— start of ENTRIES PROVIDED —

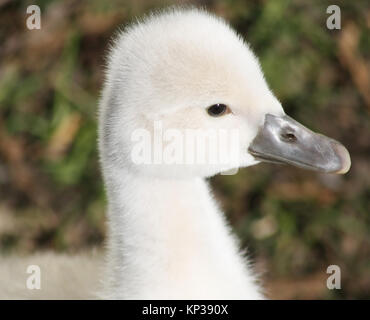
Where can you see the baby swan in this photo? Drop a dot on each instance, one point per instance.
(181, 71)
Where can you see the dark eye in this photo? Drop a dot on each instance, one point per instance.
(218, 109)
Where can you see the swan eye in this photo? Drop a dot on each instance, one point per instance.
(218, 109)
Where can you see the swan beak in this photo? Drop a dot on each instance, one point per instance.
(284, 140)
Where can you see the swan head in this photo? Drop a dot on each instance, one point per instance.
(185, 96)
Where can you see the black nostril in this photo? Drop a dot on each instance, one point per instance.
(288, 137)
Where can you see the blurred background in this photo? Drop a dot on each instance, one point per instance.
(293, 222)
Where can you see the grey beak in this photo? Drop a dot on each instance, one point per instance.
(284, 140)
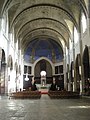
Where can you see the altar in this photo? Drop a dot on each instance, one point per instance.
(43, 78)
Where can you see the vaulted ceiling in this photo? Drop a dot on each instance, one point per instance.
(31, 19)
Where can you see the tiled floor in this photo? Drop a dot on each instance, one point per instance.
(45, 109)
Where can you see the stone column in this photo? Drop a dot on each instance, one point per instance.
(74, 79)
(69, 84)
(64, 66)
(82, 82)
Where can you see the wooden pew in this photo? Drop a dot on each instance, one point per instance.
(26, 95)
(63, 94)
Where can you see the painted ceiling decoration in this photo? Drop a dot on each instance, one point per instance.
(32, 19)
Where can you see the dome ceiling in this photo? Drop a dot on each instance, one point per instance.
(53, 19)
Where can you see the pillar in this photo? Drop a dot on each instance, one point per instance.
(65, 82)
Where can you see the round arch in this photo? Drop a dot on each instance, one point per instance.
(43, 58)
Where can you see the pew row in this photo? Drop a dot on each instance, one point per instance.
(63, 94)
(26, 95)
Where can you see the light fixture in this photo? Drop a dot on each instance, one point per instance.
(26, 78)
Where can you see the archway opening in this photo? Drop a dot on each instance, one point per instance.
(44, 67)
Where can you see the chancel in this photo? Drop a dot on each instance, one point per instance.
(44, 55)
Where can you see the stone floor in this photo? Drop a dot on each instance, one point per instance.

— end of ENTRIES PROVIDED —

- [EXERCISE DETAILS]:
Rewrite every item above, swapping "Drop a dot" for "Place a marker" and keeping everything else the same. Leave the pictures out.

- [THE RESULT]:
Where can you see the baby swan in this photo? Place a marker on each instance, one point per instance.
(181, 71)
Where can you see the dark eye in this photo? Place a marker on each instance, one point per instance.
(218, 109)
Where can you see the swan eye in this photo? Place a marker on each instance, one point per instance.
(218, 109)
Where can you see the swan beak in this photo? Place a marker on each instance, one point per instance.
(284, 140)
Where can you see the swan head in this photo? Place a marker on each instance, one point per instance.
(185, 96)
Where can you see the black nostril in this photo? Place a marker on each instance, one point per instance.
(288, 137)
Where can you see the blurred background in this photo? Place a marker on each instance, one point per instance.
(293, 222)
Where can you see the grey beak in this photo? Place a marker on each instance, one point per instance.
(284, 140)
Where can you see the altar in this photo? Place a marker on each instance, one point per instance.
(43, 78)
Where can you see the vaulted ceiling in this photo? Place a marker on each instance, one point per instance.
(31, 19)
Where can you see the tiled floor in this photo? Place a marker on each instance, one point per instance.
(45, 109)
Where can you see the stone column in this photo? Place a marker on each instance, one point per instance.
(74, 79)
(69, 84)
(64, 66)
(82, 82)
Where can you see the wooden pew in this photo? Place a marker on each instance, one point per instance.
(26, 95)
(63, 94)
Where can you see the painted ceiling decoration in this photo? Place a marker on each instance, one point per instance.
(32, 19)
Where can you see the dome ceiling in this photo? Place a marker on each instance, one point per instance.
(53, 19)
Where can you see the pillar in this photo? Place a marker on each instance, one point per instance.
(65, 82)
Where can you see the round arch in this photo? Place a marker on each instance, one point per instance.
(43, 58)
Where can you see the pew row in this photo? Place a marker on each instance, one point per instance.
(63, 94)
(26, 95)
Where can you see the light fixture in this photo? Place a marker on each instance, one point per instance.
(26, 78)
Where can you see the archway opening in this photo? Place a marker on each instance, one point per instance.
(44, 67)
Where can you see the chancel in this photo? Place a marker on each instance, one point per instance.
(44, 55)
Where can you see the stone floor in this photo? Place a marker on each instance, one point per instance.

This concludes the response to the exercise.